/---
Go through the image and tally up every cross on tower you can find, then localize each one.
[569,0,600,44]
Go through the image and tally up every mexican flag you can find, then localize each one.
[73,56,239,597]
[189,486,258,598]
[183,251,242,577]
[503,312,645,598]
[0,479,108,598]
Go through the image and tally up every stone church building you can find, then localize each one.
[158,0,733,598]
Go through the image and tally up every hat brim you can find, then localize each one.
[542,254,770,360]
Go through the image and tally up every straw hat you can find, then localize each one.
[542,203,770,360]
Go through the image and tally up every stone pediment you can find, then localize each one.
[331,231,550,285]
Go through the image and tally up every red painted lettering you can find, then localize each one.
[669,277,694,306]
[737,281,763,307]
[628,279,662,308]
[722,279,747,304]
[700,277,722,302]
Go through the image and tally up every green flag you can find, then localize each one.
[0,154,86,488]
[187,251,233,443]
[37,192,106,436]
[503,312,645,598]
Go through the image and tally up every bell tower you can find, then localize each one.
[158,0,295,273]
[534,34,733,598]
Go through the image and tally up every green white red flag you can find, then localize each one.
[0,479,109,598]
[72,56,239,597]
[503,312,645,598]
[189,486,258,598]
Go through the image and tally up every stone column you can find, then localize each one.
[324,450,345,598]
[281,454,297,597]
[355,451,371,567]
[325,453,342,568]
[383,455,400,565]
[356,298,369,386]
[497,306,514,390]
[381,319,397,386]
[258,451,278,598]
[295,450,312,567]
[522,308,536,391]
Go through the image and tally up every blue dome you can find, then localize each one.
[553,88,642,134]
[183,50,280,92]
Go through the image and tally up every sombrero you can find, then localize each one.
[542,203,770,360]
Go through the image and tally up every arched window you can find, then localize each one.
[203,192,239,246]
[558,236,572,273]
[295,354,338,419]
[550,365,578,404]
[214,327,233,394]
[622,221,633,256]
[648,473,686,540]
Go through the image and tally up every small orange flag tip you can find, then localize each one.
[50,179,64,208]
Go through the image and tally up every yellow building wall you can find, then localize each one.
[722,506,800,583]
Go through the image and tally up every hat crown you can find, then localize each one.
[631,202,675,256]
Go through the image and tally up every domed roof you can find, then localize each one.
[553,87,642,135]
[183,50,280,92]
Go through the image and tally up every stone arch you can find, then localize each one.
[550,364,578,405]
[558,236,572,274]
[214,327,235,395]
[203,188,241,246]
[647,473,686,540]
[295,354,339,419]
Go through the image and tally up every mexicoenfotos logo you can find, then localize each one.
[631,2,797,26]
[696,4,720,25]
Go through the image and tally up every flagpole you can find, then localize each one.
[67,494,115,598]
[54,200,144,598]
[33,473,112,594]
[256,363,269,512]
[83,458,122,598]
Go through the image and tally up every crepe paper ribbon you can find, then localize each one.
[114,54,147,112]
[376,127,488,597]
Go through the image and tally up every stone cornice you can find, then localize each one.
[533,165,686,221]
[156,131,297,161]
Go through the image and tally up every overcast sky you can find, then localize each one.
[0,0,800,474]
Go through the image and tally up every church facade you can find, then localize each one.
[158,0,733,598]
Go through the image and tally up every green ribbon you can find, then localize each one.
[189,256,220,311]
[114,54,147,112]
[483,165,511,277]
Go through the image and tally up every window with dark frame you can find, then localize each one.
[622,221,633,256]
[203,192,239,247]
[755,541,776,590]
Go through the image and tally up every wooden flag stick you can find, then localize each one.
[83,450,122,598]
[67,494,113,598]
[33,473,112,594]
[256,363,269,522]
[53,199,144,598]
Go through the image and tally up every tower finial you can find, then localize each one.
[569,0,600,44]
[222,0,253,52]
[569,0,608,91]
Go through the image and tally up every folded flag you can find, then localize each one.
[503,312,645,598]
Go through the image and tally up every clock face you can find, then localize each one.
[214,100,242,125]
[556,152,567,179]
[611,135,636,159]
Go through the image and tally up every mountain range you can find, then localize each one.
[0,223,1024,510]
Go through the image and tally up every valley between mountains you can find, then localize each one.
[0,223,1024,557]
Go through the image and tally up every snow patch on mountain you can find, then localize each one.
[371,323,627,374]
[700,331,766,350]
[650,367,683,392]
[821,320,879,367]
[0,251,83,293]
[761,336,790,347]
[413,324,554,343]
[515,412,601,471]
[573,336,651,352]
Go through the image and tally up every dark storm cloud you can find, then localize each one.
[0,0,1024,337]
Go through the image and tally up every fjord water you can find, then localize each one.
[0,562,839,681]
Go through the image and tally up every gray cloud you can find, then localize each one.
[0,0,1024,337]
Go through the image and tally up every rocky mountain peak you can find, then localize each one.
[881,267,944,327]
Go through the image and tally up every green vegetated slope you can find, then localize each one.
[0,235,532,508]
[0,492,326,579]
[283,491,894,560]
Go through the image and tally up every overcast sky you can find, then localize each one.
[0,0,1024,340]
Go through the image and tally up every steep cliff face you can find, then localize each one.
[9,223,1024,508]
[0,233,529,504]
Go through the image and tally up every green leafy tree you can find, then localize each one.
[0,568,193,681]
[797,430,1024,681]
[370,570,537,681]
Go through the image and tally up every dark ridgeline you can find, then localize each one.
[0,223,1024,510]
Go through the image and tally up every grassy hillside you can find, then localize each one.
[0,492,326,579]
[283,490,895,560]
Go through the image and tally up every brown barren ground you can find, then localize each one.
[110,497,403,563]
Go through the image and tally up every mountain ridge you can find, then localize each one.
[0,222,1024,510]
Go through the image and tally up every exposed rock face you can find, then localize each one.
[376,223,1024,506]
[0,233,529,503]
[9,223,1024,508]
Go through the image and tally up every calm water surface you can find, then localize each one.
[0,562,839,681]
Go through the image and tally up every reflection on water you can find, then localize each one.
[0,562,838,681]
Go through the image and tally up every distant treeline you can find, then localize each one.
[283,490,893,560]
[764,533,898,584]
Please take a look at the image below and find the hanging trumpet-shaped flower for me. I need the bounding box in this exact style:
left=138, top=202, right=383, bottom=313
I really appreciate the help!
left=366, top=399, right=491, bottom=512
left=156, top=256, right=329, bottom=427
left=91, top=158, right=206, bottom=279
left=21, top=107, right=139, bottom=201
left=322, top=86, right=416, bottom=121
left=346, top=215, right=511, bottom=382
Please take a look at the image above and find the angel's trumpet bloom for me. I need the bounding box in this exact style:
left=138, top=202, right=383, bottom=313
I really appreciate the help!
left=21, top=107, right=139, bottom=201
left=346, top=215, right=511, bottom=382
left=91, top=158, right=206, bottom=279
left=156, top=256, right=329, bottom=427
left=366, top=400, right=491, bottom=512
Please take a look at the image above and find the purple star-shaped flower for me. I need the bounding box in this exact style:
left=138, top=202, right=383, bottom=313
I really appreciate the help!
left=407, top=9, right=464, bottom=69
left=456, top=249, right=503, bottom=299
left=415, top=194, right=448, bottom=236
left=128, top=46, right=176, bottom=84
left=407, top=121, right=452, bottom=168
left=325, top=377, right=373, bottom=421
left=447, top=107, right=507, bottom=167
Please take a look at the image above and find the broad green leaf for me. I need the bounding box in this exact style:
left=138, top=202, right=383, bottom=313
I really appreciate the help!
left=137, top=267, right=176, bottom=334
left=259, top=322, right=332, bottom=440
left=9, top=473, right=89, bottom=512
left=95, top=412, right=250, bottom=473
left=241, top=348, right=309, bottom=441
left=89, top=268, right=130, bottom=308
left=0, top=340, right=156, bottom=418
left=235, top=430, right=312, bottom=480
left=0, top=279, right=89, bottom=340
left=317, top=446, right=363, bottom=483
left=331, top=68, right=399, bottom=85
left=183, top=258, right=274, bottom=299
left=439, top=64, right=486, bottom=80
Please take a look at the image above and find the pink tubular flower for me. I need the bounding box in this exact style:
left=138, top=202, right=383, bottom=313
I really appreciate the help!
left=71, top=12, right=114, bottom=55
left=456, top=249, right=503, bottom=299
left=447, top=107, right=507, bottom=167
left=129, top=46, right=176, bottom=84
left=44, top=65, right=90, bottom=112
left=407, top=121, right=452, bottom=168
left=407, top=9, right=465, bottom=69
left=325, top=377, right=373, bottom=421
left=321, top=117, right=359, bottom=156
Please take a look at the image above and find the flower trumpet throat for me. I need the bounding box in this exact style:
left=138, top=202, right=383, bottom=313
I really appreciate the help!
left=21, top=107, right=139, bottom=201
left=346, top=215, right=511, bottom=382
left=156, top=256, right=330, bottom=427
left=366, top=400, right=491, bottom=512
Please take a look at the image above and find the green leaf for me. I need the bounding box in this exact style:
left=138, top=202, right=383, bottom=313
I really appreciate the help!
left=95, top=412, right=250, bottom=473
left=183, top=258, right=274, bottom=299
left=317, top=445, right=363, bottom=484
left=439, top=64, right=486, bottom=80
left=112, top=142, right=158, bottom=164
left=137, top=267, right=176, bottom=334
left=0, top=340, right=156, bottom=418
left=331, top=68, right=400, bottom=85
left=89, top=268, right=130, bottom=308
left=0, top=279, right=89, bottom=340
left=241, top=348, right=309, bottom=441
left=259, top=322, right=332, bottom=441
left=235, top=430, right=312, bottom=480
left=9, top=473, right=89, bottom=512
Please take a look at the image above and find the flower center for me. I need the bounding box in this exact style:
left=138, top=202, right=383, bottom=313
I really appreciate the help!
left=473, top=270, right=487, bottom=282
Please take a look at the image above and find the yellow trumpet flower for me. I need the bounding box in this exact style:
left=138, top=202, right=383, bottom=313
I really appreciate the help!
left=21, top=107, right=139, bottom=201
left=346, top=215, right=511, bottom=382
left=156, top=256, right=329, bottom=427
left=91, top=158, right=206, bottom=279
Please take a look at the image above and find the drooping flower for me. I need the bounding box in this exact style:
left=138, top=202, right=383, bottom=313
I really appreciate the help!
\---
### STATED TASK
Copy out the records above word for word, from the line with "Go through the image and tally up every brown" to the line with "[0,222,1024,510]".

### RESULT OF THIS TASK
Go through the image and tally up every brown barren ground you can find, then localize each one.
[110,497,403,563]
Go through the image and tally up every mountain ridge you can find, then localize each one.
[0,222,1024,510]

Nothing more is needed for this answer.